**Exercise text**
PARIS (Reuters) - Vivendi SA (VIV.PA), Europe’s largest telecoms and entertainment group, slashed its dividend in anticipation of two difficult years in which profit will not grow as it wrestles with tougher competition in the French mobile market.
The French group’s dividend cut echoed moves at France Telecom FTE.PA, Telefonica (TEF.MC) and Telecom Italia (TLIT.MI) as they face a toxic cocktail of regulatory pressure, bruising competition and network upgrade spending.
Vivendi’s home market is being rocked by a price war after new player Iliad (ILD.PA) launched ultra low-cost mobile offers in mid-January.
The group’s French telecom business, SFR, lost about 208,000 subscribers in the first two months of 2012, roughly the same pace as at France Telecom, and Vivendi predicted the unit’s core profit would drop by up to 15 percent this year.
Vivendi Chief Executive Jean-Bernard Levy said group adjusted net profit would fall to more than 2.5 billion euros this year, down from a record 2.95 billion ($4 billion) last year.
Blaming a worsening outlook for SFR after Iliad’s disruption of the mobile market, Levy said 2013 would also be difficult, with profit growth set to resume only in 2014.
Shares in Vivendi were down 7.7 percent at 14.875 euros by 1218 GMT, the biggest fallers on the French blue-chip CAC 40 index .FCHI and against a 0.3 percent weaker European media index .SXMP. The stock is down more than 10 percent this year.
The situation represents a stark turnaround from Levy’s hopes when Vivendi bought out Vodafone’s (VOD.L) stake in SFR for 8 billion euros last year, taking full ownership of the unit.
Levy billed the deal as a way to strengthen the group and pledged increased dividends for shareholders.
On Thursday, Levy found himself having to answer the question of whether it was time to take a write-down on the SFR stake.

[Entries drawn from a collection]

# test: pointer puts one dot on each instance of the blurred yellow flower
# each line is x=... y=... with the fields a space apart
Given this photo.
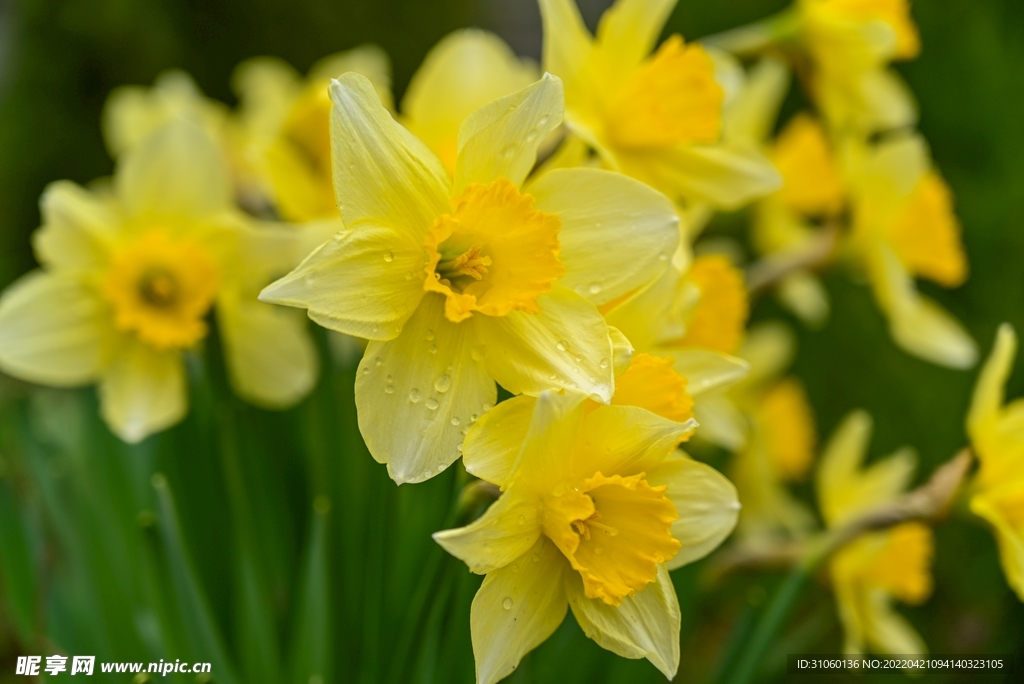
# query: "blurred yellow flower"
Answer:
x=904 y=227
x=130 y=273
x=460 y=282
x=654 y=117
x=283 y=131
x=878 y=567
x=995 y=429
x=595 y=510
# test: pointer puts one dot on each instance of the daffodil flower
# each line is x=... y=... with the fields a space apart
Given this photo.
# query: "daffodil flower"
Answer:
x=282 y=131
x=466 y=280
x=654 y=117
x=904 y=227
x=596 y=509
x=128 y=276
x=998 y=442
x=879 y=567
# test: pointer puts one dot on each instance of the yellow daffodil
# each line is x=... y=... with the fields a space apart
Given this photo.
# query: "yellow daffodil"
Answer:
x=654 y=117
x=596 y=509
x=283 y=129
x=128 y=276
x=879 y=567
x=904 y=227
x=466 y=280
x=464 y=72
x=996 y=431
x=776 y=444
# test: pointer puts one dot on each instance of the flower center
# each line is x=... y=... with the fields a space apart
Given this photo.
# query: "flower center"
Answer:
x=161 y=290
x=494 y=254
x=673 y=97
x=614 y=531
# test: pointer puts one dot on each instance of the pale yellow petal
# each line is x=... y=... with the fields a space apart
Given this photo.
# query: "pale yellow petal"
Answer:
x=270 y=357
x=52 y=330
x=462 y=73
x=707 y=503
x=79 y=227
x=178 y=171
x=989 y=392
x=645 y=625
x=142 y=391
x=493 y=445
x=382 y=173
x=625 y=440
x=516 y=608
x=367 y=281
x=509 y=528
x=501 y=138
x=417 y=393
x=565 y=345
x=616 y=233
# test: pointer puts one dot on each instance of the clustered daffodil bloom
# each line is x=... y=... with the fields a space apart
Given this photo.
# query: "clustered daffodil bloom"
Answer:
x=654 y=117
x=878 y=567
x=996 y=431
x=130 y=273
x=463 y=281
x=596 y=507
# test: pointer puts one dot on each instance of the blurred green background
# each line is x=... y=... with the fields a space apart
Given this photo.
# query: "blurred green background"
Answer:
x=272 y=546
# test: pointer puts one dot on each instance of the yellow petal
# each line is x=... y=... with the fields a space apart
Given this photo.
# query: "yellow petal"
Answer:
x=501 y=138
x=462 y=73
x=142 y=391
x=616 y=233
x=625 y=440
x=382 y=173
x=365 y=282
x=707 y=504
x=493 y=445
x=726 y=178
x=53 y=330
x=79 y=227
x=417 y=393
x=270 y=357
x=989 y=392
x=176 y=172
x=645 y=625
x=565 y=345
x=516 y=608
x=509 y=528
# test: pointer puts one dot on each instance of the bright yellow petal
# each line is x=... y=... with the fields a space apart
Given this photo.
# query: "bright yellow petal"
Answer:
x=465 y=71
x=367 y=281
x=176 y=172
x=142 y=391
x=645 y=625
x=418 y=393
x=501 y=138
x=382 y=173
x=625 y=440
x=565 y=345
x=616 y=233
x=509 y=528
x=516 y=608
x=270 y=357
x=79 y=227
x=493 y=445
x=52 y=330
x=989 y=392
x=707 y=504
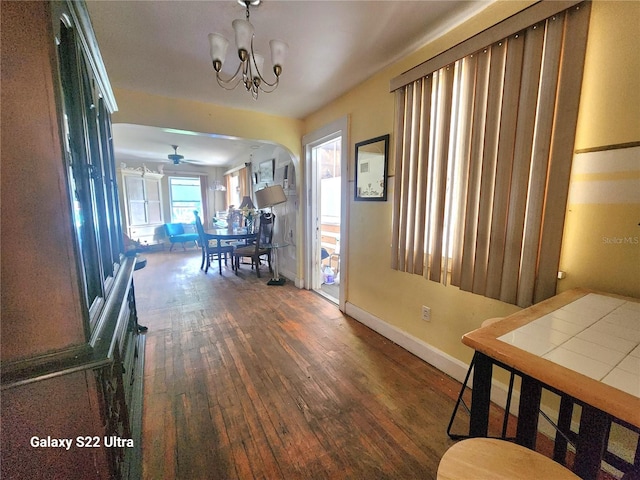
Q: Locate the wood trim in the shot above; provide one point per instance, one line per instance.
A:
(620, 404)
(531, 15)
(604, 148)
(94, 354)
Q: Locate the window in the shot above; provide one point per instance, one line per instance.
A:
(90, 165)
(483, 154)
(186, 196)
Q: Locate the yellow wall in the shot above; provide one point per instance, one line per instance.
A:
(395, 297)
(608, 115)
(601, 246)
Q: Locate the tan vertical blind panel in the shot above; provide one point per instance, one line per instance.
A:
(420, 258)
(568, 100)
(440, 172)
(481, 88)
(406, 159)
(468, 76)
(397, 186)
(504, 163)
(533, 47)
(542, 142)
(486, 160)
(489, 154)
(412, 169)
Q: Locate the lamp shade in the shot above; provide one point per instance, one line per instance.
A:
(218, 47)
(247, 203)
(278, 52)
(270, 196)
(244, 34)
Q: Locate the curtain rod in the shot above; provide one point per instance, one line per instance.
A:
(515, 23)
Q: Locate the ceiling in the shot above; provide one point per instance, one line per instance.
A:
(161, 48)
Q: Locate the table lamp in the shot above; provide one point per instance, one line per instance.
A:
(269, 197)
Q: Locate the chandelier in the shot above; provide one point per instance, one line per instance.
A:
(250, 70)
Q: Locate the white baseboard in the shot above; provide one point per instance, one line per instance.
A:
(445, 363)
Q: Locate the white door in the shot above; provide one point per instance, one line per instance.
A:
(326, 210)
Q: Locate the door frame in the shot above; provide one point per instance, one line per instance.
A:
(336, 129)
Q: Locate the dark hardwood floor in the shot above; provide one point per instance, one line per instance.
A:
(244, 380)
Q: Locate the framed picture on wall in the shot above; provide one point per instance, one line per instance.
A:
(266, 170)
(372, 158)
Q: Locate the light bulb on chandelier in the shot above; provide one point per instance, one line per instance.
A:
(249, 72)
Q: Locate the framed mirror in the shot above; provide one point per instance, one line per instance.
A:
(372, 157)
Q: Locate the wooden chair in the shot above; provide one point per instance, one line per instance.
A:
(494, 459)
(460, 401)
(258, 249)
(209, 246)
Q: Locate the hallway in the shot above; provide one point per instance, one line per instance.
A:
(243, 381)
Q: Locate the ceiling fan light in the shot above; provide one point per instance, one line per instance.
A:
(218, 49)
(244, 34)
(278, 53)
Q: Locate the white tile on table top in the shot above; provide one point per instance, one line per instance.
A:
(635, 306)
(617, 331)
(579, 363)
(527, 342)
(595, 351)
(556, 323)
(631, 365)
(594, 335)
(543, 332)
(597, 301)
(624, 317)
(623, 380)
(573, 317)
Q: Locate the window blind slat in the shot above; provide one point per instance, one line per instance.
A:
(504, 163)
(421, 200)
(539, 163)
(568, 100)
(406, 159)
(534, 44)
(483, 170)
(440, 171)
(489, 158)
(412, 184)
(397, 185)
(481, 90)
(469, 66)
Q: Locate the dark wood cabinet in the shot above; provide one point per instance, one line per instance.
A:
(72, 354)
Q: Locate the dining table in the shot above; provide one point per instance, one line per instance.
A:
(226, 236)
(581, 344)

**Required work**
a) Answer these questions about the Vivendi article:
(i) How many subscribers did SFR lose in the first two months of 2012?
(ii) How much did Vivendi pay to buy out Vodafone's stake in SFR?
(iii) When did Iliad launch its ultra low-cost mobile offers?
b) Carry the Vivendi article forward, picking up right after its last sentence.
The data here were taken from a different source than the Vivendi article.

**Expected responses**
a)
(i) About 208,000.
(ii) 8 billion euros.
(iii) In mid-January.

b)
“We are not at risk of an impairment on SFR and we had made very conservative projections,” the CEO said on a conference call. “So there is no change in this view on our side.”
Levy said Vivendi had adjusted the value of its 80 percent stake in pay-TV unit Canal+ in its books, adding that it was not interested in restarting talks to buy the remaining 20 percent from media-to-aerospace conglomerate Lagardere (LAGA.PA) after negotiations between the two went nowhere last year.
Nomura analyst Matthew Walker reminded Vivendi of its past pledge on SFR.
“This represents a broken promise in terms of raising the dividend post the SFR minority buy-in,” he wrote in a note. “The outlook for profit is poor with profit growth only resuming in 2014.”
To cope with the new reality, Vivendi said it would reduce the dividend paid to investors on last year’s results to 1 euro per share from an unchanged 1.40 euros a year ago, with shareholders also receiving one share for every 30 owned.
Analysts predict Vivendi, France Telecom and Bouygues Telecom (BOUY.PA) will become structurally less profitable as Iliad takes market share in France in the coming years, draining cash flows and eroding margins for the larger players.
SFR has responded to Free with price cuts for a swathe of mobile offers and aggressive customer retention efforts.
Further hurting SFR is the fact that, unlike France Telecom, which signed a 1 billion-euro contract to provide roaming services to Free in the coming years while it builds its network, it has no way to hedge against client losses to the low-cost player.
“The excessively favorable conditions granted to the new mobile operator by the regulator, the state and the incumbent operator, lead SFR to reconsider very carefully its commercial offers and its cost base,” Levy said.
Bouygues Telecom has said it is cutting costs to help offset an expected 10 percent sales slide this year due in part to the increase in competition.
France Telecom FTE.PA said last month it had lost 201,000 mobile customers, prompting it also to take a knife to its dividend, as well as putting off a share buyback promised for this year using proceeds from the sale of its Swiss unit.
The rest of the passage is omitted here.